## WORK REQUEST
All lines in the entries below that hold "front" make up the answer.

## DATA EXTRACTS
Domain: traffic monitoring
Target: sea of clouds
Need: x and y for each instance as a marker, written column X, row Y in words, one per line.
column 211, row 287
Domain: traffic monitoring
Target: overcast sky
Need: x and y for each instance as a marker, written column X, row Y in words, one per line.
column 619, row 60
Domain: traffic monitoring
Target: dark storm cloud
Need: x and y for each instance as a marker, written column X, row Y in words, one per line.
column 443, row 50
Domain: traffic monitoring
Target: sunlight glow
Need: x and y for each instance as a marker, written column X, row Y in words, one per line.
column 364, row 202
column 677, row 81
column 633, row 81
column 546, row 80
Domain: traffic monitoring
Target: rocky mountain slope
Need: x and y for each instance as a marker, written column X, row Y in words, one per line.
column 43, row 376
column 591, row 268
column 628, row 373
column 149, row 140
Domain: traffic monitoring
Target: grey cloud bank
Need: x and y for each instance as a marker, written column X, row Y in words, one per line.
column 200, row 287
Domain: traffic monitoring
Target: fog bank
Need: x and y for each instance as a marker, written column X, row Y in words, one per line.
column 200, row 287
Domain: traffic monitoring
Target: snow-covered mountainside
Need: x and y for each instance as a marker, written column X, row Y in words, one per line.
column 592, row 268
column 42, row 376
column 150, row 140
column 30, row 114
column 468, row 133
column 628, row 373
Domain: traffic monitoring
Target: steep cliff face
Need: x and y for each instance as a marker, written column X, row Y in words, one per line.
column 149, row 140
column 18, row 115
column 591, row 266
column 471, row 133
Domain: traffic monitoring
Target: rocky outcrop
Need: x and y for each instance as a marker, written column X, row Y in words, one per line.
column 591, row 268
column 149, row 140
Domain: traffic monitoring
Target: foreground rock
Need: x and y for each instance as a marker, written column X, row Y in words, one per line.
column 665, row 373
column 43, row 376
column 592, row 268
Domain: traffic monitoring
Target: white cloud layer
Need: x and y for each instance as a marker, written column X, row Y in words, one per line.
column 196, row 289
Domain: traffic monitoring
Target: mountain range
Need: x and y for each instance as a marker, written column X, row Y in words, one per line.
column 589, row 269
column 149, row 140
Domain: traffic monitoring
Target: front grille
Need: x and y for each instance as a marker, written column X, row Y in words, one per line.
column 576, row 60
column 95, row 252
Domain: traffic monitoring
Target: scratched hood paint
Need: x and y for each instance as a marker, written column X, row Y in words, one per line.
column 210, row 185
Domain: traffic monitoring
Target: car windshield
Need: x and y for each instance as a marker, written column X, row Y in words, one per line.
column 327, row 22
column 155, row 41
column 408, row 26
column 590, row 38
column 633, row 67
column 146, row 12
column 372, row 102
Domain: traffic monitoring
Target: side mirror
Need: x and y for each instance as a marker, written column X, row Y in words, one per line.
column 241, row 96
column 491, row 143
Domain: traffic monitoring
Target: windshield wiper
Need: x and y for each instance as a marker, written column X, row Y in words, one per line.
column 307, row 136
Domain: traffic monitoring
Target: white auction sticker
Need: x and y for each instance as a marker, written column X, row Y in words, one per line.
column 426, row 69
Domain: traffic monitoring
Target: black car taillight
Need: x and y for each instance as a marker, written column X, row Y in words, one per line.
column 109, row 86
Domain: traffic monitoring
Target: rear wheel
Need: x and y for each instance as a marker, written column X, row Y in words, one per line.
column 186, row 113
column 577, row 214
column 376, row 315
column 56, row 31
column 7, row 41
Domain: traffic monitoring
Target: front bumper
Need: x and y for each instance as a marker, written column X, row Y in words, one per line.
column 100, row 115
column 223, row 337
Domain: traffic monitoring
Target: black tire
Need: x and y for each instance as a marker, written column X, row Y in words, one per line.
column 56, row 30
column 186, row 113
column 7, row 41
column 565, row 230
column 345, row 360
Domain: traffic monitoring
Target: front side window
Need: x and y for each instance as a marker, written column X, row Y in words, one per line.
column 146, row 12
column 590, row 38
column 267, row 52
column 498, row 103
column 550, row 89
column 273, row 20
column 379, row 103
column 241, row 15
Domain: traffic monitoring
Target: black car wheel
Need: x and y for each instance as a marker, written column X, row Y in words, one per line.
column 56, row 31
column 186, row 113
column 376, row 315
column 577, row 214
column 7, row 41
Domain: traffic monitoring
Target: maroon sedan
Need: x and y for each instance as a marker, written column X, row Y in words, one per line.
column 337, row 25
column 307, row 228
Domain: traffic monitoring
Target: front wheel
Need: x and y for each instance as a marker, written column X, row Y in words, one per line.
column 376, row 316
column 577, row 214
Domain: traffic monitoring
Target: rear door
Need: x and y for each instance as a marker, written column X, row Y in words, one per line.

## RESPONSE TO THE EXERCISE
Target: front grille
Target: front bumper
Target: front side window
Target: front wheel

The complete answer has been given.